### [Work instructions]
• 1. According to the market commentary, what low did the Dow Jones hit on 23 March 2020?
• 2. Transcribe the market commentary word for word between "Yes – but will" and "in my experience.", inclusive.

### [Page excerpt]
--
Do you trust the market?
Sometimes the market is right. Sometimes the market is not right. Therefore, it is an unreliable indicator.
As I mentioned last week, in the latest Investment Perspective, better to price for risk rather than try and time the markets. Let’s leave that to the market itself. What you know about the market is that it moves up or down on the basis of the latest information at hand. It is driven by a range of underlying needs to buy or sell that are likely different from yours and mine. See what I mean?
Anyway, the market is telling us that it feels as though it will survive COVID-19, as evidenced by the recovery in trading prices over the last week or so. Specifically, 23 March 2020 saw the Dow Jones hit a low of 18591 and has obviously recovered somewhat since then.
Yes – but will it last? You will hear talk of ‘another leg down,’ which suggests that the current recovery is a so-called ‘dead cat bounce’ and that it is not over. This line of thinking suggests that the worst is yet to come for markets.
As we mentioned before, markets are an unreliable indicator and the commentary around markets is even less reliable, in my experience.
If you are an advanced investor, you will have likely used up a good deal of the cash that has been sitting around for quite some time and so if there is another ‘leg down’ so to speak, then you will have less room to move than before. That is okay. What matters is the value that you bought as you invested over the last three weeks or so.
--
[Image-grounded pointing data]

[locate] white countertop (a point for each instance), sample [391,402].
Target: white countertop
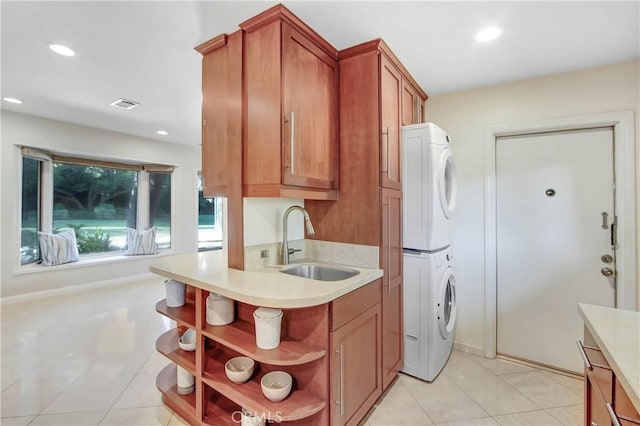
[617,333]
[266,287]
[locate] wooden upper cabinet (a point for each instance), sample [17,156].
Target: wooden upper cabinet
--
### [Answers below]
• 1. 18591

• 2.
Yes – but will it last? You will hear talk of ‘another leg down,’ which suggests that the current recovery is a so-called ‘dead cat bounce’ and that it is not over. This line of thinking suggests that the worst is yet to come for markets.
As we mentioned before, markets are an unreliable indicator and the commentary around markets is even less reliable, in my experience.